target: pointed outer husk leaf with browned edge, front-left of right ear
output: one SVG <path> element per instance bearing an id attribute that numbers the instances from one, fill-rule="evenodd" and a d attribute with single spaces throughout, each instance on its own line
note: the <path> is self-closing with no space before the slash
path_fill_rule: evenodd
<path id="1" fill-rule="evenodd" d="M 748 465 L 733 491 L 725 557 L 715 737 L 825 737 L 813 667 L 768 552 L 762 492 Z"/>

····················

## What this task involves
Look through the material and copy each line that has "with".

## Answer
target: pointed outer husk leaf with browned edge, front-left of right ear
output: one SVG <path> element per instance bearing an id attribute that numbers the instances from one, fill-rule="evenodd" and a d attribute with single spaces throughout, each instance on its own line
note: the <path> is self-closing with no space before the slash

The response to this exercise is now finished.